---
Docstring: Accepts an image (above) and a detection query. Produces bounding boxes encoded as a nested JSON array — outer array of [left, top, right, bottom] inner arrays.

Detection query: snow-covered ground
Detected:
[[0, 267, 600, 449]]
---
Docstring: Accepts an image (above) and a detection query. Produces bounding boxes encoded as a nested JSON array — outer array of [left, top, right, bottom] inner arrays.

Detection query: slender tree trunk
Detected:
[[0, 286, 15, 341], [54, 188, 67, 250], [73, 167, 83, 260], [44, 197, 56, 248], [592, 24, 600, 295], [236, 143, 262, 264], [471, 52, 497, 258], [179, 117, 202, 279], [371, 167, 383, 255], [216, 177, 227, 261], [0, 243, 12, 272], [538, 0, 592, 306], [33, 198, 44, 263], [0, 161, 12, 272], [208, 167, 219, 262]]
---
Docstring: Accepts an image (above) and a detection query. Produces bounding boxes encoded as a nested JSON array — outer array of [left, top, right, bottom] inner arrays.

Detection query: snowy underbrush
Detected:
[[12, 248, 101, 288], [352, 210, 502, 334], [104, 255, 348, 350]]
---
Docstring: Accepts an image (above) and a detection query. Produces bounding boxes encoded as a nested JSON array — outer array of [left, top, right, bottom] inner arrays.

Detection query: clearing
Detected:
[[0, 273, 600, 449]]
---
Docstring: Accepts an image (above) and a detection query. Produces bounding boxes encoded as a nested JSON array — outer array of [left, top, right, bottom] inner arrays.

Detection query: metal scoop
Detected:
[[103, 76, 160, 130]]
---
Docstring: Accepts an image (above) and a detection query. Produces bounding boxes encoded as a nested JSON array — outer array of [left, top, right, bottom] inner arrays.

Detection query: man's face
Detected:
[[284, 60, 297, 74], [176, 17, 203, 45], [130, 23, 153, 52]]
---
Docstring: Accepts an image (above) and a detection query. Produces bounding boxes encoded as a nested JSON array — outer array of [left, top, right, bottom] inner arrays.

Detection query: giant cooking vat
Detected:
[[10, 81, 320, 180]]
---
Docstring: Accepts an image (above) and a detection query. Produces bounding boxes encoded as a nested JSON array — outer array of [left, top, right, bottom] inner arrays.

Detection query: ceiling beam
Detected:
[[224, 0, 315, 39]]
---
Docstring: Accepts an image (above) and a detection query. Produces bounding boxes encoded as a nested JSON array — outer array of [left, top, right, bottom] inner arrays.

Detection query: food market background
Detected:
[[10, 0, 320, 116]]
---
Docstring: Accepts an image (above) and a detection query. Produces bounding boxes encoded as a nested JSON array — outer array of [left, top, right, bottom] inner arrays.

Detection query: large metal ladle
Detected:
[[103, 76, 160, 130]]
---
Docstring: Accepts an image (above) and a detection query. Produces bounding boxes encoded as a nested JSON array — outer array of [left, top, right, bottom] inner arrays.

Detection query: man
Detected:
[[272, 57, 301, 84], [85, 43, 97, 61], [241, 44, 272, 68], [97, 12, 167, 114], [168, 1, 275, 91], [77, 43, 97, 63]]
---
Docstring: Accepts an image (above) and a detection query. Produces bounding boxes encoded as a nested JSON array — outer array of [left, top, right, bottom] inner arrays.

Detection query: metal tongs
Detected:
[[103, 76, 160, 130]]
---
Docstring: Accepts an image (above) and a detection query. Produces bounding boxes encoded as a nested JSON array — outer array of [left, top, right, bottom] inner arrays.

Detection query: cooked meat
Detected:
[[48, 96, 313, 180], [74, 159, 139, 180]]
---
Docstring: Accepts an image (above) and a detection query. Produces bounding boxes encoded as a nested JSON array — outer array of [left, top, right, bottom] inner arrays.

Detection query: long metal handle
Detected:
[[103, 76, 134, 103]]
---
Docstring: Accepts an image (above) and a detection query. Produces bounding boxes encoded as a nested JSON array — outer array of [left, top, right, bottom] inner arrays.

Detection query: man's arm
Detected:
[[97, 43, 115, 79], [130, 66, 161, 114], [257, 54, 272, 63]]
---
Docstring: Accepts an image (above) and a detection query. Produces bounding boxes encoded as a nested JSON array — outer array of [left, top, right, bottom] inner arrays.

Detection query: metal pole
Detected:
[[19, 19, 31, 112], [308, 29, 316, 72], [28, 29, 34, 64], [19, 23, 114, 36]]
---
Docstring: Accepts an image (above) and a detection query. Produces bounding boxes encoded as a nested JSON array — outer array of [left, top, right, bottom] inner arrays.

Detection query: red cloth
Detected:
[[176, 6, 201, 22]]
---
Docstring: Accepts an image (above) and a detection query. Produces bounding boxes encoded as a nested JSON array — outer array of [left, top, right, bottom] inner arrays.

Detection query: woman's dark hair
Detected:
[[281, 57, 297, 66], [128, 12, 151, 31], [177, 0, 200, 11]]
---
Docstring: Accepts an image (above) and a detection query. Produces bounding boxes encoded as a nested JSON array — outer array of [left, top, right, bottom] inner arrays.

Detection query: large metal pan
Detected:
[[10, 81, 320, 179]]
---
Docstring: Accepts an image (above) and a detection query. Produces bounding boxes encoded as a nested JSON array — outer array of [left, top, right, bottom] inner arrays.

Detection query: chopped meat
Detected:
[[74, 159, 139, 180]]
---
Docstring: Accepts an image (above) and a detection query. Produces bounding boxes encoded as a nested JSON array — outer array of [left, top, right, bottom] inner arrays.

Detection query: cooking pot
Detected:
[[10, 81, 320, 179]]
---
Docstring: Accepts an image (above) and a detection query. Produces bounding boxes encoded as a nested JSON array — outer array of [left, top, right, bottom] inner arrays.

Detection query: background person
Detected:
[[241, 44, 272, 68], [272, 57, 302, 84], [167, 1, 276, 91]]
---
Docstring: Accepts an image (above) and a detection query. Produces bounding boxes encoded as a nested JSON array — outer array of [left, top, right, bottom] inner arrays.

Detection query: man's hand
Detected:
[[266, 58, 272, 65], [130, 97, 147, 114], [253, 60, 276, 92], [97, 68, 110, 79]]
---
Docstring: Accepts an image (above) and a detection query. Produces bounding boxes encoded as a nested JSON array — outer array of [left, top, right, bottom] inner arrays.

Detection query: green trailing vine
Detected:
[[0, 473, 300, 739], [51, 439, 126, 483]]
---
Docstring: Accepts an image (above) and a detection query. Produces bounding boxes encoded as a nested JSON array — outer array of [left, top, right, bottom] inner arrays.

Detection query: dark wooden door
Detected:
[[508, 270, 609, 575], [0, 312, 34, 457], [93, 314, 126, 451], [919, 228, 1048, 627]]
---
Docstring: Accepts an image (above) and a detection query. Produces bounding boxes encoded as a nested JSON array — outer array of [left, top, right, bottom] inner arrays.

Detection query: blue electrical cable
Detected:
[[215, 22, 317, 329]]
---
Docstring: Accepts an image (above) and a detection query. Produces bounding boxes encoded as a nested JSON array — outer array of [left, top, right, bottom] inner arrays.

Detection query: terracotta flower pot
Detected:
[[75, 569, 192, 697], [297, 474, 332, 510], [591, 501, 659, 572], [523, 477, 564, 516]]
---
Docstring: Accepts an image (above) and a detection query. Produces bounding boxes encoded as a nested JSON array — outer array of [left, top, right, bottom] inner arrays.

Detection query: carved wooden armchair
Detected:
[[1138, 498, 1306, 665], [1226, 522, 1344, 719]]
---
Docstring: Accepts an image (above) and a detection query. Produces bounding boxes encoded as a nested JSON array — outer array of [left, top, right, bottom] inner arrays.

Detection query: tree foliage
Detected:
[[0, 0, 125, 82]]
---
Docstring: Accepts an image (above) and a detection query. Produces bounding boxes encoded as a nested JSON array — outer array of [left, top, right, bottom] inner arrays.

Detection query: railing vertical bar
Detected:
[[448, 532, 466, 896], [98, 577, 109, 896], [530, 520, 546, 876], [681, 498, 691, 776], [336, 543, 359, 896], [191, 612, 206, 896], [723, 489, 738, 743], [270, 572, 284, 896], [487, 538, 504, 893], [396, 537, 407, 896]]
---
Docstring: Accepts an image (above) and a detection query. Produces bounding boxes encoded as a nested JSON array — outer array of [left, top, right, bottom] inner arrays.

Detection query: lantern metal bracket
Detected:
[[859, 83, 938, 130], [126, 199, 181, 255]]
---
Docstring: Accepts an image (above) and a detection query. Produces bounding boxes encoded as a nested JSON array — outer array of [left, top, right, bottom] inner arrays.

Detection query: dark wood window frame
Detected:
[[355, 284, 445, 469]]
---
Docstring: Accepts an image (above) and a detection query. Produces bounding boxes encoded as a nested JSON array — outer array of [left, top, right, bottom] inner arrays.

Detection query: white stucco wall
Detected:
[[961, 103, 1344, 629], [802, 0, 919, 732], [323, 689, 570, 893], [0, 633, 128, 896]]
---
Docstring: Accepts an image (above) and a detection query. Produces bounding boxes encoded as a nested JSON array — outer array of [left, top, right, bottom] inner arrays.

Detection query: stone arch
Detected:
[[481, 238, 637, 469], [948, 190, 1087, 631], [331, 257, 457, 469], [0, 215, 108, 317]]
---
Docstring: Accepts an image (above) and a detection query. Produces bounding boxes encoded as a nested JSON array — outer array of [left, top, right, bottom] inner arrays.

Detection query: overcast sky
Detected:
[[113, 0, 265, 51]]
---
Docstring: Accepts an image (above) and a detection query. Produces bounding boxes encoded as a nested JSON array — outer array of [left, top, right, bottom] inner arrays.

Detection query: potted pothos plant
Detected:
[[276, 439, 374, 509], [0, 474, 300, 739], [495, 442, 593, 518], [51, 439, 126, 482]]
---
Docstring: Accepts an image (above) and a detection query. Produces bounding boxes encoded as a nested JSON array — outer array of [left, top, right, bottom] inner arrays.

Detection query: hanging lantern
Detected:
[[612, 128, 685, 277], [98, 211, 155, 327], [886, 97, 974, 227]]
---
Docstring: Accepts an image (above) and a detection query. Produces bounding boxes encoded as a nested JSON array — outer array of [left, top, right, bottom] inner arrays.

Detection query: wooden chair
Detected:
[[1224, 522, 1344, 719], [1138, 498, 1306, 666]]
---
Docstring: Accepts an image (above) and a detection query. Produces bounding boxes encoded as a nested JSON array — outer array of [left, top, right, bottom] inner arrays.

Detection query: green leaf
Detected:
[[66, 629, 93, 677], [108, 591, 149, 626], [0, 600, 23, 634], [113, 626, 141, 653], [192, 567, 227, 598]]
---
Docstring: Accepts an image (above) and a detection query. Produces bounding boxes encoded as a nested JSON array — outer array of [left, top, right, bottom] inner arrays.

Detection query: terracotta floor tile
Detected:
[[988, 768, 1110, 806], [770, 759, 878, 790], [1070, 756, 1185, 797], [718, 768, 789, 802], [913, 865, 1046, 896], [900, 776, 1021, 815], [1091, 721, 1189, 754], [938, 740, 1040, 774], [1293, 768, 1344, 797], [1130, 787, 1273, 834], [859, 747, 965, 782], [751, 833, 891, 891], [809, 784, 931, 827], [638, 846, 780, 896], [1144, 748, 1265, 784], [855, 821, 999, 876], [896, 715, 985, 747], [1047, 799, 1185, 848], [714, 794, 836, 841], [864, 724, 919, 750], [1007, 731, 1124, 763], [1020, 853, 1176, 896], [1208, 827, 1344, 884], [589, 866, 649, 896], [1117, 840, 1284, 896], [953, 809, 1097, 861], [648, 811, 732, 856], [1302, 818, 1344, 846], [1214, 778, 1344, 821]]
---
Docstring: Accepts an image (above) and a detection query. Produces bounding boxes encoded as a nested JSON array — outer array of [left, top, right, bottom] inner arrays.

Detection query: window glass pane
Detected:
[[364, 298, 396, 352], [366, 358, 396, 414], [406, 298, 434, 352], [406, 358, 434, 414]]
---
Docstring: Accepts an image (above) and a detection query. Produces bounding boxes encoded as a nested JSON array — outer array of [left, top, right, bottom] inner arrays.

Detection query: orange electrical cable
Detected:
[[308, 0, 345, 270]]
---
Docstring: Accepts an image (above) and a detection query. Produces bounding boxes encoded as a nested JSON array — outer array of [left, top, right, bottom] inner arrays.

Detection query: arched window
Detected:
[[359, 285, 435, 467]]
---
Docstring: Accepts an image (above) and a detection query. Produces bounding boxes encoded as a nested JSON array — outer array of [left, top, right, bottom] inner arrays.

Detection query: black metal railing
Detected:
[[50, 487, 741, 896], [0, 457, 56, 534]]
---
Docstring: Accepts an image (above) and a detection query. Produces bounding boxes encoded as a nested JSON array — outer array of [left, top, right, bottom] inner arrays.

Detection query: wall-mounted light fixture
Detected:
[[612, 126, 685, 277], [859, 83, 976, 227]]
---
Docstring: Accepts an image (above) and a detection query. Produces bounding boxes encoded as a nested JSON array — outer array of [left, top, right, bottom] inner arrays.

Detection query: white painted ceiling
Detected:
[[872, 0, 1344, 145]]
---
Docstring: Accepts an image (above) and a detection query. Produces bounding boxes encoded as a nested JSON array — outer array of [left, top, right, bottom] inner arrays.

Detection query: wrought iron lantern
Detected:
☆ ☆ ☆ ☆ ☆ ☆ ☆
• Exercise
Could you return, unchanged, the lines from the start of the material through the line containing "[[0, 267, 600, 449]]", including both ends?

• Output
---
Docstring: Accepts an image (above) and a detection query. Produces bounding boxes encoded as a nested JSON array — outer array of [left, top, right, bottom] inner arrays.

Detection query: snow-covered ground
Detected:
[[0, 267, 600, 449]]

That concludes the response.